As Crises Existenciais
Emilio Romero
Estas crises nos gera inquietações, perplexidades, rupturas. Nelas nos questionamos o sentido de nossa vida. Às vezes, nos deixam um saldo favorável, nos fortalecem; às vezes, nos deixam as mãos geladas e os olhos vazios.
Você já ouviu falar de crises existenciais?Talvez não, mas já as experimentou. Não se trata de algum tipo de gripe. É algo bastante pessoal. Em princípio, todos os eventos que questionam e quebram nossas crenças e valores mais pessoais podem nos provocar uma crise e uma desorientação existenciais.
Como sabemos, a trama mais íntima da nossa vida está tecida por uma série de crenças, articuladas com seus correspondentes valores. Essas crenças são como as linhas mestras que orientam a nossa vida, por bem ou por mal. É fácil verificar; cada etapa da vida se caracteriza pelo predomínio ou destaque de certas crenças, embora algumas nos acompanhem durante a vida toda.
Na infância, acreditamos no amor e no poder de nossos pais, na legitimidade das normas sociais e na verdade dos ensinamentos (religiosos, morais, etc.). Tanto as os valores como as normas são acatadas pela criança como a lei correta, sem questionamento, salvo o caso de implicar abusos e violência extrema. Deus nos céus, os pais seus representantes na terra.

**Objetivo do exercício**
Dê a continuação do texto sobre as crises existenciais, começando logo após a última frase apresentada.

Dados registrados:
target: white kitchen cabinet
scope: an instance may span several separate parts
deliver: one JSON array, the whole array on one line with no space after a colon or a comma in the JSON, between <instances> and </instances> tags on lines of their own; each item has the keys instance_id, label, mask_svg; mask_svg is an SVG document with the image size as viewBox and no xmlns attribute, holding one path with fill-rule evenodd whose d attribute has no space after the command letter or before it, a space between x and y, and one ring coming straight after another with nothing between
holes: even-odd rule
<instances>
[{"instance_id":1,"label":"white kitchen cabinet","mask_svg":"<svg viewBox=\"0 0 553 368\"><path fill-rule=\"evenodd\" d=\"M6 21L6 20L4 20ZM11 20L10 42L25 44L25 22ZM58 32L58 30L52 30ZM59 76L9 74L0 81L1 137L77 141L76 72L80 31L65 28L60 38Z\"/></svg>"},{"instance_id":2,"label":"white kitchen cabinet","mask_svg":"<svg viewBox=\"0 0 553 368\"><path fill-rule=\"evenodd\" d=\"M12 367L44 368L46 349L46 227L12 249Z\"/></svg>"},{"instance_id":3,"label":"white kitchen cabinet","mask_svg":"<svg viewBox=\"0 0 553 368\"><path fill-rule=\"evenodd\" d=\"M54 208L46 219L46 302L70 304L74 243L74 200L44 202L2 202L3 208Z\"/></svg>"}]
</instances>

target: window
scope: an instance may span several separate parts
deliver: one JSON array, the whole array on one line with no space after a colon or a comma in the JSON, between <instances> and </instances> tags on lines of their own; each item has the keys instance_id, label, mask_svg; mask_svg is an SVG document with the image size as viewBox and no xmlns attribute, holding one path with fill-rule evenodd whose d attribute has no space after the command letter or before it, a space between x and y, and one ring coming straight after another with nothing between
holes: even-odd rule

**Resultado do exercício**
Na adolescência, sofremos a primeira grande crise; percebemos que tudo aquilo que adorávamos é só acreditável em termos –ou talvez completamente descartável. Ingressamos a os grupo dos iguais, outros jovens desejosos de experimentar tudo, sem ter uma noção clara ainda de quais sejam os limites da ação. Então inventamos novas crenças ou simplesmente aceitamos as que o sistema social nos propõe –assim tranqüilamente, embora ainda machucados por tudo aquilo que perdemos. A adolescência é a etapa da descoberta de si e do mundo social, em sua complexidade e seus enormes conflitos; muitos jovens prefeririam continuar sob o amparo parental, tanta ansiedade lhes provoca alguns aspectos tremendo do sistema social –como é o caso de não conseguir um emprego, ou pertencer a uma minoria discriminada.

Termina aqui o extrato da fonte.